**The data:**
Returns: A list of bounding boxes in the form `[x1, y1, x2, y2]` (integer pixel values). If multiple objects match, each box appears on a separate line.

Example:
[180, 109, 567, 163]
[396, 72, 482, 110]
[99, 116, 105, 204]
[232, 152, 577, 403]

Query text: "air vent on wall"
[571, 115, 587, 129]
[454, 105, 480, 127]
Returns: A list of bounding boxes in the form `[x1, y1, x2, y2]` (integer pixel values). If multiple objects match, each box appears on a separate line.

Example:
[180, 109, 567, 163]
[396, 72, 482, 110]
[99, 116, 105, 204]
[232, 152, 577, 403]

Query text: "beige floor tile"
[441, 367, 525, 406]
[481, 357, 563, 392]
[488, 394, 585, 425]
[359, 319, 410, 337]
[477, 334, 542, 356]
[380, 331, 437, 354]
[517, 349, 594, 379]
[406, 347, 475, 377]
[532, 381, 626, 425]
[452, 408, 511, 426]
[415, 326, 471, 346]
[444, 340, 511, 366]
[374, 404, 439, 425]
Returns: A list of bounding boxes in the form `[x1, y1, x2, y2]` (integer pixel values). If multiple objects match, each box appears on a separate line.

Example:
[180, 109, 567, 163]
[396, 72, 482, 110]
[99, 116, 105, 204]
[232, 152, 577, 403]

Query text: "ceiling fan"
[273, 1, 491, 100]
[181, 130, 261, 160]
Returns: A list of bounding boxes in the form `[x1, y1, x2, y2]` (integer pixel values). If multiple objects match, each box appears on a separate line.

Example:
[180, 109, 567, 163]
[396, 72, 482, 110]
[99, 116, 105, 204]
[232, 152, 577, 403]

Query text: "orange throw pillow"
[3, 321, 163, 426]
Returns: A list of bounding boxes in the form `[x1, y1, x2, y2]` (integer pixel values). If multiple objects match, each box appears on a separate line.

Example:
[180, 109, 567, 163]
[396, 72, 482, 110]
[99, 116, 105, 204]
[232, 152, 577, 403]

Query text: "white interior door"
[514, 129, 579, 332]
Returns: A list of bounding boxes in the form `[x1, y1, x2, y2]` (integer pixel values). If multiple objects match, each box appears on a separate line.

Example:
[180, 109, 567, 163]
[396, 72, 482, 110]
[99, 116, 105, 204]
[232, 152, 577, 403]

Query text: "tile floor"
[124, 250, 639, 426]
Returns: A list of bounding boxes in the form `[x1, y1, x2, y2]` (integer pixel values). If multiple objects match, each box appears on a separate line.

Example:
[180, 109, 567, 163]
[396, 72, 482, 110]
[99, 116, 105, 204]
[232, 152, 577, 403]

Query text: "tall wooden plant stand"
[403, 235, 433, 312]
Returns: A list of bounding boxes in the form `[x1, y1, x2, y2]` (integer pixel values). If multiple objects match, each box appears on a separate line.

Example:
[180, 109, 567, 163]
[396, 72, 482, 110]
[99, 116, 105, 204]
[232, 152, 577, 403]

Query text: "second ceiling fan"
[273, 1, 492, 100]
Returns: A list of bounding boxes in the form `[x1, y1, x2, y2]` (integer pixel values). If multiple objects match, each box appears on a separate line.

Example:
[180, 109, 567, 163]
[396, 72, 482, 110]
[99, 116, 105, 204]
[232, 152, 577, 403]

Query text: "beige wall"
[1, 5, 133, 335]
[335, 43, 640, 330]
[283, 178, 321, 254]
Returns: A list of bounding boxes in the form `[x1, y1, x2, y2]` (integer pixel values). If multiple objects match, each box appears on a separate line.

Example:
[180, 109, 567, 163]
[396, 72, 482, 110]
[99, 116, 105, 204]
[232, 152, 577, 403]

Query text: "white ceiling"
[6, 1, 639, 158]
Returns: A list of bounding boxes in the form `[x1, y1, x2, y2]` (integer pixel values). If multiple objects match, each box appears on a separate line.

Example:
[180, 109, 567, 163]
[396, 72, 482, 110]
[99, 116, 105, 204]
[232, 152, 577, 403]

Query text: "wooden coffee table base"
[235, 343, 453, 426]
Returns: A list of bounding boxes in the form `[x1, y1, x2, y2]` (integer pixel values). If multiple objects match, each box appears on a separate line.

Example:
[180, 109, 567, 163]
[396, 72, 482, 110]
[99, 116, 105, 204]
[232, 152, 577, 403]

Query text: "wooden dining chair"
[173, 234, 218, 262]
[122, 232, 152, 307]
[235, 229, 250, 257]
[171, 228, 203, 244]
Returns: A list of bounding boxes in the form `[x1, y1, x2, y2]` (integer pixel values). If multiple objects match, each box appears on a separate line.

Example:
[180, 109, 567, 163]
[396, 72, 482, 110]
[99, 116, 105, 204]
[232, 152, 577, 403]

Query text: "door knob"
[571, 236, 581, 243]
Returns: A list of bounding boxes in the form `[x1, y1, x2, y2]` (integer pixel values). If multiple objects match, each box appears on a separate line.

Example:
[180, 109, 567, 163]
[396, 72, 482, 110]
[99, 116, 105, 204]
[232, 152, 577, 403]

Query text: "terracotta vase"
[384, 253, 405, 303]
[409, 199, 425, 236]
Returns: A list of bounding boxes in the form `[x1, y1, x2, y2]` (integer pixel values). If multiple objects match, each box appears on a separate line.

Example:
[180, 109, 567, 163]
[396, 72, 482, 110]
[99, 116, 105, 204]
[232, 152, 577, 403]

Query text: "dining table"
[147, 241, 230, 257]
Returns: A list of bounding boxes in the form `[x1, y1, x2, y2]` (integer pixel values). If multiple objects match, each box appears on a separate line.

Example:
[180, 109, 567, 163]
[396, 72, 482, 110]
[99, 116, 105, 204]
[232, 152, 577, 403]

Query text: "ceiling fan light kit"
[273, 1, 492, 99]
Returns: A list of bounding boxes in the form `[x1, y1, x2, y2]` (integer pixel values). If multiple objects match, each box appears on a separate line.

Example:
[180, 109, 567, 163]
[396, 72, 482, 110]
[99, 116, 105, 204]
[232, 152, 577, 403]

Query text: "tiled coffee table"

**Task statement:** Could you retype every record above exactly as given?

**Response below:**
Returns: A list of bounding boxes in the form `[x1, y1, x2, y2]` (integer pixel values). If multiple objects match, each box appears on a separate line.

Example:
[180, 109, 567, 163]
[396, 72, 482, 110]
[99, 116, 105, 204]
[232, 152, 577, 403]

Query text: "air vent on wall"
[571, 115, 587, 129]
[454, 105, 480, 127]
Returns: A list of bounding boxes in the form `[x1, y1, x2, y2]` (integer pixel values). If multiple objects match, each box appears on a separate line.

Example:
[180, 109, 567, 163]
[396, 72, 482, 110]
[99, 116, 105, 204]
[232, 152, 577, 403]

Query text: "beige floor tile"
[441, 367, 525, 406]
[481, 357, 563, 392]
[488, 394, 585, 425]
[359, 319, 410, 337]
[477, 334, 542, 356]
[380, 331, 437, 354]
[517, 349, 594, 379]
[406, 347, 475, 377]
[532, 381, 626, 425]
[452, 408, 511, 426]
[415, 326, 471, 346]
[444, 340, 511, 366]
[374, 404, 439, 425]
Returns: A list of bounding boxes in the form `[x1, y1, x2, y2]` (integer pixel values). If multiple objects match, each box appears on a separate line.

Example:
[180, 109, 567, 163]
[396, 72, 482, 110]
[99, 116, 105, 204]
[232, 152, 577, 403]

Query text: "ceiling fan"
[273, 1, 491, 100]
[181, 130, 261, 160]
Returns: A list of bounding boxes in the form `[x1, y1, x2, y2]` (integer pixel values). If multiple objects match, each box appears on a separate line.

Example:
[180, 109, 567, 163]
[396, 72, 482, 110]
[99, 116, 105, 204]
[232, 152, 577, 403]

Query text: "orange throw pillow"
[3, 321, 163, 426]
Returns: A list of bounding boxes in the form `[x1, y1, x2, y2]` (integer pixel values). If multiple objects match, each box appears on a separate line.

Example:
[180, 109, 567, 163]
[396, 72, 482, 110]
[99, 116, 105, 204]
[232, 152, 577, 403]

Query text: "white interior door"
[514, 129, 579, 332]
Returns: A list of bounding boxes in the form `[x1, y1, x2, y2]` (integer pixel values). If multiple objects match, each box appears on a separate line.

Example:
[180, 109, 567, 163]
[396, 72, 482, 110]
[99, 116, 105, 204]
[232, 152, 577, 403]

Query text: "tile floor"
[124, 250, 639, 426]
Returns: A list of bounding boxes in the form `[x1, y1, x2, y2]` (integer pixel values). If multiple objects match, each box appears on a separate line.

Example:
[180, 109, 567, 163]
[396, 72, 482, 110]
[99, 116, 105, 204]
[232, 152, 577, 403]

Query text: "tall wooden plant stand"
[403, 235, 433, 312]
Returns: A list of bounding boxes in the form `[x1, y1, x2, y2]` (integer pixel values). If multiple objects match, each box appears on a separate line.

Example:
[180, 109, 567, 163]
[396, 72, 482, 110]
[99, 116, 105, 204]
[232, 152, 577, 403]

Query text: "second ceiling fan"
[273, 1, 492, 100]
Returns: A list of bounding boxes in the form `[x1, y1, x2, y2]` (integer pixel values). If multiple objects match, each box appears on a separate line.

Example:
[180, 109, 567, 163]
[396, 72, 482, 110]
[99, 116, 105, 204]
[232, 152, 577, 403]

Query text: "beige wall"
[1, 5, 133, 335]
[335, 43, 640, 330]
[283, 178, 321, 254]
Returns: A list of bounding boxes in the form `[x1, y1, x2, y2]` (integer pixel values). If multiple objects match, each box appears on a separate line.

Example:
[180, 109, 567, 163]
[396, 72, 482, 110]
[99, 116, 105, 204]
[232, 152, 577, 403]

Query text: "white ceiling"
[6, 1, 639, 158]
Returns: A list of bounding boxes in the form `[x1, y1, x2, y2]` (integer pixel values). If multiple objects match, each box appears on a separate line.

Example:
[180, 109, 567, 163]
[396, 72, 482, 110]
[99, 116, 105, 204]
[232, 152, 577, 403]

Query text: "wooden coffee table base"
[235, 343, 453, 426]
Returns: A list of bounding boxes in the form `[x1, y1, x2, y2]` (integer pixel values). If multiple objects match, each box appears on a separate line.

Example:
[180, 109, 567, 163]
[396, 72, 482, 110]
[99, 116, 105, 204]
[232, 152, 577, 403]

Query text: "wooden dining chair"
[173, 234, 218, 262]
[122, 232, 152, 307]
[235, 229, 250, 257]
[171, 228, 203, 244]
Returns: A list of bounding boxes in the form `[x1, y1, x2, y2]` (integer pixel values). If multiple objects match, each box appears on a separate line.

Example:
[180, 109, 567, 163]
[396, 72, 482, 110]
[99, 116, 105, 204]
[232, 152, 577, 403]

Query text: "door knob"
[571, 236, 581, 243]
Returns: A list of bounding boxes in the form `[x1, y1, x2, y2]` (integer pixel values). If multiple objects match, each box appears on a separate line.

Example:
[180, 109, 567, 163]
[396, 72, 482, 110]
[99, 116, 105, 204]
[232, 152, 577, 403]

Query text: "terracotta vase"
[384, 253, 405, 303]
[409, 199, 425, 236]
Returns: A list of bounding boxes in the form `[x1, y1, x2, y2]` (integer pixel values). If multiple objects match, each box appears on a separate line.

Example:
[180, 109, 567, 163]
[396, 72, 482, 110]
[99, 116, 105, 204]
[232, 152, 577, 403]

Query text: "dining table"
[147, 241, 230, 257]
Returns: A list of bounding boxes in the form `[x1, y1, x2, y2]` (integer pixel values). If multiple objects match, each box appears on a separate line.

Example:
[180, 109, 567, 163]
[396, 72, 482, 110]
[99, 116, 105, 204]
[232, 152, 577, 403]

Query text: "ceiling fan light kit"
[273, 1, 492, 99]
Returns: A list of bounding boxes in the form `[x1, y1, x2, y2]` (integer pixel values). If multiple objects match, each box appears on a separate line.

Example:
[180, 109, 567, 163]
[396, 72, 482, 110]
[99, 116, 105, 204]
[232, 152, 577, 403]

Query text: "tiled coffee table"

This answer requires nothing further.